Private company Morgan Solar considers the Alberta Solar One project as the first utility-scale validation of its technology, which uses optical films to redirect light onto photovoltaic cells to further power production. 

“We use an advanced modelling system and a variety of tools to design very simple optical systems that can be easily inserted into a panel,” Andrade said. “They cost less and bring down the cost per watt. It captures light that would otherwise miss the cells and so you get more power per cell area than any other commercial technology at this point.”

Like renewables in general, solar energy has been thrust into the spotlight as governments worldwide aim to make good on their climate change and emissions pledges, with analyses showing zero-emissions electricity by 2035 is possible in Canada, and convert power generation from fossil fuels to alternative sources. 

The market has paid attention, too, driving up values on renewable energy stocks across the board, including solar stocks, as provinces like Alberta explore selling renewable energy into broader markets. Last year, the Invesco Solar ETF, which tracks the MAC Global Solar Energy Index, soared 234 per cent, while Canadian companies with solar assets like Algonquin Power and Northland Power have been winners over the past few years.

Canadian cleantech companies involved in the solar power sector have also fared well, with names like UGE International (UGE International Stock Quote, Chart, News, Analyst. Financials TSXV:UGE), Aurora Solar and 5N Plus (5N Plus Stock Quote, Chart, News, Analysts, Financials TSX:VNP) having attracted investor attention of late.

Currently, part of the push in alternative energy involves the move from centralized to a more distributed picture of power generation, where solar panels, wind turbines and small modular nuclear reactors can operate close to or within sources of consumption like cities.

But Andrade says Canada has a lot of catching up to do on that front, especially as its current system seems devoted to maintaining the precedence of large, centralized power production — along with the utility companies that generate it.

“Canada is going to be left with this big, old fashioned hub and spoke model, and that’s increasingly going to be out-competed by a distributed grid, call them smart grids or micro grids,” Andrade said.
------------------------------------------------------------
* Tasks to carry out *
(A) Answer these questions from the passage on Canadian solar power:
(i) What does Morgan Solar's technology use to redirect light onto photovoltaic cells?
(ii) By what percentage did the Invesco Solar ETF rise last year?
(iii) Which three kinds of generation does it name as able to operate close to or within sources of consumption?
(B) List every company that the passage on Canadian solar power explicitly calls Canadian.
------------------------------------------------------------
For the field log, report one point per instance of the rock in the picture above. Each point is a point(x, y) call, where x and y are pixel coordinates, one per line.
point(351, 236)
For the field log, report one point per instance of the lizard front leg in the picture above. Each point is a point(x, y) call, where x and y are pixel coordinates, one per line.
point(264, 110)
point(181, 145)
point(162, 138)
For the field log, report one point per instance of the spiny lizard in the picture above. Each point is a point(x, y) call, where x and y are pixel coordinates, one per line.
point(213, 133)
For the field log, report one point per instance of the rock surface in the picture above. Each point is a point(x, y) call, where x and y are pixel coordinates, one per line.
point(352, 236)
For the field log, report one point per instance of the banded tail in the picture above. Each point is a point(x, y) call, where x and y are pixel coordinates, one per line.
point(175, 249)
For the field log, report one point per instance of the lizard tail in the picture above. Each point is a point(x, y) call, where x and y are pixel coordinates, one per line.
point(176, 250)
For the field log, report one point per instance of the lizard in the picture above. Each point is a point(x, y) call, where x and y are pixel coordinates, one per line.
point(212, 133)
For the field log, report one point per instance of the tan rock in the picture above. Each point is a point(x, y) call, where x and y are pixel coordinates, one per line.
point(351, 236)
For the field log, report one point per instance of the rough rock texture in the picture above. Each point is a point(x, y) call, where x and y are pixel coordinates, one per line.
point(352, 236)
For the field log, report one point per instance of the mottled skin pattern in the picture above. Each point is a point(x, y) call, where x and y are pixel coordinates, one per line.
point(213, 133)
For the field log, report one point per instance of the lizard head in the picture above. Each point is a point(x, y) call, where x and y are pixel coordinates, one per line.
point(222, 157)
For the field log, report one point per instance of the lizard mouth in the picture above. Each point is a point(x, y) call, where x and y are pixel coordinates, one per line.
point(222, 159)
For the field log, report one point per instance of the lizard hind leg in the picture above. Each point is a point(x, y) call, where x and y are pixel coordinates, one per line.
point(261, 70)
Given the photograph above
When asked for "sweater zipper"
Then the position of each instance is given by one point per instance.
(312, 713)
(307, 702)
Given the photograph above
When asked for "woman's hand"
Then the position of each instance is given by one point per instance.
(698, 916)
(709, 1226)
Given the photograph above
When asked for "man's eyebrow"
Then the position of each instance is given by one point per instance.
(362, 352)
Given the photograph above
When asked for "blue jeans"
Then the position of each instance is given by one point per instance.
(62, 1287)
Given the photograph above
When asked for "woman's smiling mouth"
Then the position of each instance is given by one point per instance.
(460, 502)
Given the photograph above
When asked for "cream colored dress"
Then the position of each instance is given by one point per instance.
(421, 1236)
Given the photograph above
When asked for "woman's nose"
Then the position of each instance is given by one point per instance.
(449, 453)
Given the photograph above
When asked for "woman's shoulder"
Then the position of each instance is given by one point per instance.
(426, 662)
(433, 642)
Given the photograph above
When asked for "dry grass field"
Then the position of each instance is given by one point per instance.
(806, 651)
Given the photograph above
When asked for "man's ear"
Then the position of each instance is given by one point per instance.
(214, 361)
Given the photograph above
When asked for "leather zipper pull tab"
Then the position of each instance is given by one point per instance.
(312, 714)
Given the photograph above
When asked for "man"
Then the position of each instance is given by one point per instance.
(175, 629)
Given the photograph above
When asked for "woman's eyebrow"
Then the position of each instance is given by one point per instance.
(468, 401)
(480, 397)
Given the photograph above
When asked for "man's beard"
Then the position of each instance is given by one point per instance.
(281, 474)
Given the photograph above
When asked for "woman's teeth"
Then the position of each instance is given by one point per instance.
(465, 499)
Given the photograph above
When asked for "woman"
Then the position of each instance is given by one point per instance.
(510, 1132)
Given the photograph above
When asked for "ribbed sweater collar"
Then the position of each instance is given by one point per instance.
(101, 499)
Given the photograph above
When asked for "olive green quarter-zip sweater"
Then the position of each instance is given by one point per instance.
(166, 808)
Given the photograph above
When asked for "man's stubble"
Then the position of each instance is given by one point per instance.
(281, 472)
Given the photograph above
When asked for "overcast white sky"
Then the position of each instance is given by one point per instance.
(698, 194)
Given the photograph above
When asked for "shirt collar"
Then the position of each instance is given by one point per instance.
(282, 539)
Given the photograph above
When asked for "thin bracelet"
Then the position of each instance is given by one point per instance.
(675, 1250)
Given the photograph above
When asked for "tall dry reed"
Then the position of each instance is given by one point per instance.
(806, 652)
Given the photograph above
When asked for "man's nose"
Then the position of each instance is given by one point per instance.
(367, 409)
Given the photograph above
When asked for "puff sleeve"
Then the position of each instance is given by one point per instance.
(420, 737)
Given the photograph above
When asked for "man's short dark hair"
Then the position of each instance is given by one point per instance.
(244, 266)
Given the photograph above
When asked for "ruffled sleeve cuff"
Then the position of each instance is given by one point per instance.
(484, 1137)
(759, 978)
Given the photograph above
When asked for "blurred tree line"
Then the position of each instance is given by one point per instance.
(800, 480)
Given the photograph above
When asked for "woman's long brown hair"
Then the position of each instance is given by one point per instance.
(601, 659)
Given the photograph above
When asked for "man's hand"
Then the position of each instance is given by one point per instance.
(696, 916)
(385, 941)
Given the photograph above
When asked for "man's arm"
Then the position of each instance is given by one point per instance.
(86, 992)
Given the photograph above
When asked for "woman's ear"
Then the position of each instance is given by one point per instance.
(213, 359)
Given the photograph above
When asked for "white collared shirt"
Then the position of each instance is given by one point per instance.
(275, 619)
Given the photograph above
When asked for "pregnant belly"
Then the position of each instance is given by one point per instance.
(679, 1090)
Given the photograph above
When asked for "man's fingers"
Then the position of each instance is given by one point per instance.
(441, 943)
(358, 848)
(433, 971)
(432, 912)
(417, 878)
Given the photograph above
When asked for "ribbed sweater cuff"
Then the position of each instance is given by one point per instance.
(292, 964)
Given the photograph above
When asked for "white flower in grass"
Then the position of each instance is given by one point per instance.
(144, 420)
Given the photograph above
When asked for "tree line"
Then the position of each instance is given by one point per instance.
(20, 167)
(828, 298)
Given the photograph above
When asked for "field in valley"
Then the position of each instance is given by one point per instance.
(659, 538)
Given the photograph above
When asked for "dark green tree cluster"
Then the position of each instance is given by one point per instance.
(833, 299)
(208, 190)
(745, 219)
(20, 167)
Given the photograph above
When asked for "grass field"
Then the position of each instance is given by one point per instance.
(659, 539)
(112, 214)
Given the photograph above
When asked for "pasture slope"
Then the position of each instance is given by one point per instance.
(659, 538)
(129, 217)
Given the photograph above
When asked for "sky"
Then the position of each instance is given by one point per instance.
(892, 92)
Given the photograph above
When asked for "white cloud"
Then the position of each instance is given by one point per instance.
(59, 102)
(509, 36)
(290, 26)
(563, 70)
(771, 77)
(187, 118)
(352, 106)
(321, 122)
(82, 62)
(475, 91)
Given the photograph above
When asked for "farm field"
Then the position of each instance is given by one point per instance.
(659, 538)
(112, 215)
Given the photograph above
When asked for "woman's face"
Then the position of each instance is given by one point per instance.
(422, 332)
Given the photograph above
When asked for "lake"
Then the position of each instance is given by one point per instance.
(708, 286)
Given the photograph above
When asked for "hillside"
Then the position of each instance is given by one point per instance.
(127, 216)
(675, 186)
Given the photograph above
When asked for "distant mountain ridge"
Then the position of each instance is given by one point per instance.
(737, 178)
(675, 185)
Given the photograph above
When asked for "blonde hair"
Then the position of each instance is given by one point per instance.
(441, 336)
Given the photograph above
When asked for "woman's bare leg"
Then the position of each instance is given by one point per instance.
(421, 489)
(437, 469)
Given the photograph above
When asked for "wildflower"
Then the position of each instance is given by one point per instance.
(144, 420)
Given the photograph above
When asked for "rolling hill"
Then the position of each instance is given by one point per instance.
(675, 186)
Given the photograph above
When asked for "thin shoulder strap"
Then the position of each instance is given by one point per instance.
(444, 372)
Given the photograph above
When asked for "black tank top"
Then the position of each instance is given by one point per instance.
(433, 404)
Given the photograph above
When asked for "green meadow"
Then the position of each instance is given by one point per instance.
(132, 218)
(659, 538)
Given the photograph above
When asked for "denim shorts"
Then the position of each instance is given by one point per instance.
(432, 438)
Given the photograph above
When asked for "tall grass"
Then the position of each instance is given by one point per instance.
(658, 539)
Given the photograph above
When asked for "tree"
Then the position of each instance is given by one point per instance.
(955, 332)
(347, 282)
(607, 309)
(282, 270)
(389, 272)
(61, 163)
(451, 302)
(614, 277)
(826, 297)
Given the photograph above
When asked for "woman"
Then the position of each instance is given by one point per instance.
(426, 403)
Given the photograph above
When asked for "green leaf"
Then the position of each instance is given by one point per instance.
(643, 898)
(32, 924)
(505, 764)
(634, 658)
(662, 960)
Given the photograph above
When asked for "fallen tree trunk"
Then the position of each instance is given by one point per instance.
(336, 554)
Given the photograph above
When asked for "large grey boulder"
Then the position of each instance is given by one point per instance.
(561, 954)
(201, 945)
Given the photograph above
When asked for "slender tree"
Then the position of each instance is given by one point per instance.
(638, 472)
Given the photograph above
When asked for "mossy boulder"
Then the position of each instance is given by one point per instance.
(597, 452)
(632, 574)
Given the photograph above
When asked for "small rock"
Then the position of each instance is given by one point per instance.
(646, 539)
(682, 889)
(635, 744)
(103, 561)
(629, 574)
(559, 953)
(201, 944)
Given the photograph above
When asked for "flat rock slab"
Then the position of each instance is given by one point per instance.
------------------------------------------------------------
* Solutions per task *
(A)
(i) Optical films
(ii) 234 percent
(iii) Solar panels, wind turbines and small modular nuclear reactors

(B)
Algonquin Power
Northland Power
UGE International
Aurora Solar
5N Plus